— Problem details —
Repeat verbatim the lines of the data below, beginning with the line containing "Find the scooter" and continuing to the end.

— Provided data —
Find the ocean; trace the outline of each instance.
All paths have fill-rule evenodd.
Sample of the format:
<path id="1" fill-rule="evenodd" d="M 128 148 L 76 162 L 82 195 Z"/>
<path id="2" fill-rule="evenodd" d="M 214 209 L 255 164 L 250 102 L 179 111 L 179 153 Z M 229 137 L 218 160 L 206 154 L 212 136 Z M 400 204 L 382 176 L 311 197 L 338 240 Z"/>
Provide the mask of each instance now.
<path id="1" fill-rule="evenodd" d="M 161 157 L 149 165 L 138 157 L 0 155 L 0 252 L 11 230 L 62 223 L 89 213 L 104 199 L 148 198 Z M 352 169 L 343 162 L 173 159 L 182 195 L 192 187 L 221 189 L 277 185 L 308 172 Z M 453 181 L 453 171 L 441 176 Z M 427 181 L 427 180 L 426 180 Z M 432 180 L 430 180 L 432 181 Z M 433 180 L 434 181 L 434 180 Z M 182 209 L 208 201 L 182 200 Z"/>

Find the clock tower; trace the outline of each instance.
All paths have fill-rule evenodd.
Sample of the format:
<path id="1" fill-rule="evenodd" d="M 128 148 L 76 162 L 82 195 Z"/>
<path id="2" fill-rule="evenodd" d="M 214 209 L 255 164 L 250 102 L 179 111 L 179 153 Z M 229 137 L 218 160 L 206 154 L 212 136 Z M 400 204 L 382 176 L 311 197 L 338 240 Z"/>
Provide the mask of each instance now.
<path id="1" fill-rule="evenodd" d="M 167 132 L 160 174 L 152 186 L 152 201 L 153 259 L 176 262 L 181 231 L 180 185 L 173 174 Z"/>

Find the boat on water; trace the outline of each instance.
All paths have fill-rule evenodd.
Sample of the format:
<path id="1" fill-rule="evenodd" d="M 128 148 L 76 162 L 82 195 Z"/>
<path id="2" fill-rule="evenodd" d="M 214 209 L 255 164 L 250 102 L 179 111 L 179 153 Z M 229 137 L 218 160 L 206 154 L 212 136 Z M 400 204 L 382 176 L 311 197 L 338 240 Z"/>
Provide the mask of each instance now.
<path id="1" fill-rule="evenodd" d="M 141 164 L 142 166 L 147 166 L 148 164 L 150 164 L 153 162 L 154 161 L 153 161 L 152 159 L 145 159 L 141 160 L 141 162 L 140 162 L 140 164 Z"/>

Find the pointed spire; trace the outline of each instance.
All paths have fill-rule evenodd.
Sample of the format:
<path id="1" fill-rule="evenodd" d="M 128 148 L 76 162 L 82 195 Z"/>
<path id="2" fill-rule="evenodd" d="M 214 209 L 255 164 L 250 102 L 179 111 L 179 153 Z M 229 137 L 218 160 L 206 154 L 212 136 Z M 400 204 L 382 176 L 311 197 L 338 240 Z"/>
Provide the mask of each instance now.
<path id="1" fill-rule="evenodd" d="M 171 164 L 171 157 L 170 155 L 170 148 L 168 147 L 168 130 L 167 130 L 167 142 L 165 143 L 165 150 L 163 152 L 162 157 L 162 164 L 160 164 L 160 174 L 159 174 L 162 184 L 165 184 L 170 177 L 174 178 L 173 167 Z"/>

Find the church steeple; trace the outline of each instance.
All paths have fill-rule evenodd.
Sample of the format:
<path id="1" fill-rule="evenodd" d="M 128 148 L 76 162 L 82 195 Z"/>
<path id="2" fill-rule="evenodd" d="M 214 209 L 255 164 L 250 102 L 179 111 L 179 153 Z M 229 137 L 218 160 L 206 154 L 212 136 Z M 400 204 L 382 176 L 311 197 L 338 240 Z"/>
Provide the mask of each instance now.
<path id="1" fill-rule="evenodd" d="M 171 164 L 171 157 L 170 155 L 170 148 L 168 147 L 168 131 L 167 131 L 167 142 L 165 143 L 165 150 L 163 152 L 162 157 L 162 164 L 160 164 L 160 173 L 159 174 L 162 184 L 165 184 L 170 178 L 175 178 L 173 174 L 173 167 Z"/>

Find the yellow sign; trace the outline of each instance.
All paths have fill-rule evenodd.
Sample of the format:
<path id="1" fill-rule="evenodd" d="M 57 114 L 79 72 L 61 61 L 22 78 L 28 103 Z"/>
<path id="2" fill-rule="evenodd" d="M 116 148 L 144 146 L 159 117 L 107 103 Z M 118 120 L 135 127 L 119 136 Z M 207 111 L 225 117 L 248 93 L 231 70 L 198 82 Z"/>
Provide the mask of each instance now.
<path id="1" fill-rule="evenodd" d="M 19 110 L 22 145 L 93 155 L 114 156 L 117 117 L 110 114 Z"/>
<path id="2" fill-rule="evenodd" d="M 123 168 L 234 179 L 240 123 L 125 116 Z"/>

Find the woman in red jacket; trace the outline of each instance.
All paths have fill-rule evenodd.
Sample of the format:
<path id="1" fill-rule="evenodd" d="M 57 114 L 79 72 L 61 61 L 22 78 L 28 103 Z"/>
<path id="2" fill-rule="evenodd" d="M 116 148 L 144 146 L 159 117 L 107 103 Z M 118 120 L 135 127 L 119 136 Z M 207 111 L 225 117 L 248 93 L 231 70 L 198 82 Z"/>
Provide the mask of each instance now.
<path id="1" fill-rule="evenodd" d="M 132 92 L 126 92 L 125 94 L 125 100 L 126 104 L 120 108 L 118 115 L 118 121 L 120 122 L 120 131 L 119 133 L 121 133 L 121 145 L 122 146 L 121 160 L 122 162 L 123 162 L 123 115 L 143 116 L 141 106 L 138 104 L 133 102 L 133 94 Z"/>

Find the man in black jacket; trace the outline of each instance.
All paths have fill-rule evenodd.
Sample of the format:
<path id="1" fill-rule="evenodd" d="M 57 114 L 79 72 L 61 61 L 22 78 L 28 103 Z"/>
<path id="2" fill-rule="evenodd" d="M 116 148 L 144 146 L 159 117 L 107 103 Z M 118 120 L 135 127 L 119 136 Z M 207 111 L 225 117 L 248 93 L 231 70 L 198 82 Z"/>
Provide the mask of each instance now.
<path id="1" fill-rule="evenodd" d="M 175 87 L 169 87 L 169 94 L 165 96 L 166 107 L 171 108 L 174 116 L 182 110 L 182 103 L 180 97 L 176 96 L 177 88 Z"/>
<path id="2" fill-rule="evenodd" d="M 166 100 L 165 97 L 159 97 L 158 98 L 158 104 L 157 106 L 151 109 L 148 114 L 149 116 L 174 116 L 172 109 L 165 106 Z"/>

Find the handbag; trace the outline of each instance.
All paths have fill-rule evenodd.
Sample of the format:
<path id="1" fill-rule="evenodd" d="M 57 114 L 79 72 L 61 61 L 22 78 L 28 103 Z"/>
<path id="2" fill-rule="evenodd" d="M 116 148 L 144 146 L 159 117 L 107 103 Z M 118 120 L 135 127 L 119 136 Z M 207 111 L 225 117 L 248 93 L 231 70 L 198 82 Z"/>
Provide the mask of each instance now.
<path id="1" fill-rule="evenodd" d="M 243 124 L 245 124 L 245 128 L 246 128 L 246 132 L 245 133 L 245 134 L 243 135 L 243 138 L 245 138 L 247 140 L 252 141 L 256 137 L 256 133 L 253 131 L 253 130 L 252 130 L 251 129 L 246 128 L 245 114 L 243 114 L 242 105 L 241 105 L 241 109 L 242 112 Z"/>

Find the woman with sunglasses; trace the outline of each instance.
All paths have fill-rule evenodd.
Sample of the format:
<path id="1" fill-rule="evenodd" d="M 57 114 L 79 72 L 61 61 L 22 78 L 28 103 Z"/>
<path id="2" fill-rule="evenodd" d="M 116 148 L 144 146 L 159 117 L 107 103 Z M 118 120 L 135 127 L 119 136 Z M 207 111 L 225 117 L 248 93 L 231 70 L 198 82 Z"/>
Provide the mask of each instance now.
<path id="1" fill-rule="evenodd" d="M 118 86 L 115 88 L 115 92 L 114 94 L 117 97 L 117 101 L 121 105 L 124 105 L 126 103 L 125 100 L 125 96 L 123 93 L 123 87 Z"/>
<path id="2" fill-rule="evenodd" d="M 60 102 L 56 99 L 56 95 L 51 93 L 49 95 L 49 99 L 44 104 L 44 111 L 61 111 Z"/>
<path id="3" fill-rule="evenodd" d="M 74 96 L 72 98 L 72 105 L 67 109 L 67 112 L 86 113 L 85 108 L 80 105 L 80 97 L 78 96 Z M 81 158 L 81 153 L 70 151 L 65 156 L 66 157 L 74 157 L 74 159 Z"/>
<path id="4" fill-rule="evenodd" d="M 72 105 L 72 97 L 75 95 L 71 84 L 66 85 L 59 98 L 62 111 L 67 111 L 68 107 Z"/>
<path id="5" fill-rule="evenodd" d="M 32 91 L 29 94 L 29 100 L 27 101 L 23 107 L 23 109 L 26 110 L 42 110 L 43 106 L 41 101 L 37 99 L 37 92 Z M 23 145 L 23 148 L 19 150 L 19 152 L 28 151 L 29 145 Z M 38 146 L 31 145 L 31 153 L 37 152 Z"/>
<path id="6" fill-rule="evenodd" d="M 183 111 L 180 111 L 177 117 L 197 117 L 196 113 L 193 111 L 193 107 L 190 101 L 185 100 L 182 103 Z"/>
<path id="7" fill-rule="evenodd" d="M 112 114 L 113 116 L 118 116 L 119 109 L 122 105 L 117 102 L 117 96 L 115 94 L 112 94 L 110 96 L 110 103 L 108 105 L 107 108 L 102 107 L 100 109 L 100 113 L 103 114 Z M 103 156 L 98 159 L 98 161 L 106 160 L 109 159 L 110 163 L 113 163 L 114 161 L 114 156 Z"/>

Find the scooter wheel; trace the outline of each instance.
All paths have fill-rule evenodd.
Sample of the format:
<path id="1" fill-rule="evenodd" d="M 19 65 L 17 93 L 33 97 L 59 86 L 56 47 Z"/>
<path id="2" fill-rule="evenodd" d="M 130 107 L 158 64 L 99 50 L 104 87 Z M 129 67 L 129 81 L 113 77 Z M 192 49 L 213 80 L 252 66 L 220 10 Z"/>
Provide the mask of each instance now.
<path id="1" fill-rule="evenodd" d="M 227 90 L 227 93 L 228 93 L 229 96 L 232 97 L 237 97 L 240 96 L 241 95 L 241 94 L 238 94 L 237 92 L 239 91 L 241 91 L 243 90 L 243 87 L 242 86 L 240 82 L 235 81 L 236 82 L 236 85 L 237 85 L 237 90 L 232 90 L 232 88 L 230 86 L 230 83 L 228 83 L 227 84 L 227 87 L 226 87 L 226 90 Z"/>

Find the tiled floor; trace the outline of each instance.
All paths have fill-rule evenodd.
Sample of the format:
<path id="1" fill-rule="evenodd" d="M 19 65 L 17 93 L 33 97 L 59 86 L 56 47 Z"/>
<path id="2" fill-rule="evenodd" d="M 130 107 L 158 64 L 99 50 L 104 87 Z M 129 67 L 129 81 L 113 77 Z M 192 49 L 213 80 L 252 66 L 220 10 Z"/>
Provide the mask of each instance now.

— Response for this exercise —
Find the scooter wheel; trace the outline of each instance.
All paths have fill-rule evenodd.
Sample of the format:
<path id="1" fill-rule="evenodd" d="M 19 65 L 17 93 L 33 97 L 59 86 L 56 47 Z"/>
<path id="2" fill-rule="evenodd" d="M 130 107 L 158 64 L 99 50 L 104 87 Z M 129 67 L 129 81 L 113 77 Z M 192 49 L 213 80 L 252 66 L 220 10 Z"/>
Provide the mask of each instance now.
<path id="1" fill-rule="evenodd" d="M 227 90 L 227 93 L 228 93 L 229 96 L 232 97 L 237 97 L 240 96 L 241 95 L 241 94 L 238 94 L 237 92 L 239 91 L 241 91 L 243 90 L 243 87 L 242 86 L 240 82 L 235 81 L 236 82 L 236 85 L 237 85 L 237 90 L 232 90 L 232 88 L 230 86 L 230 83 L 228 83 L 227 84 L 227 87 L 226 87 L 226 90 Z"/>

Find the tiled floor; trace the outline of each instance.
All paths have fill-rule evenodd.
Sample of the format:
<path id="1" fill-rule="evenodd" d="M 19 65 L 17 93 L 33 97 L 59 86 L 56 47 Z"/>
<path id="2" fill-rule="evenodd" d="M 130 107 L 158 64 L 99 50 L 104 87 Z M 129 67 L 129 81 L 113 77 Z M 192 49 L 213 80 L 252 66 L 220 10 Z"/>
Provide the mask of each instance now.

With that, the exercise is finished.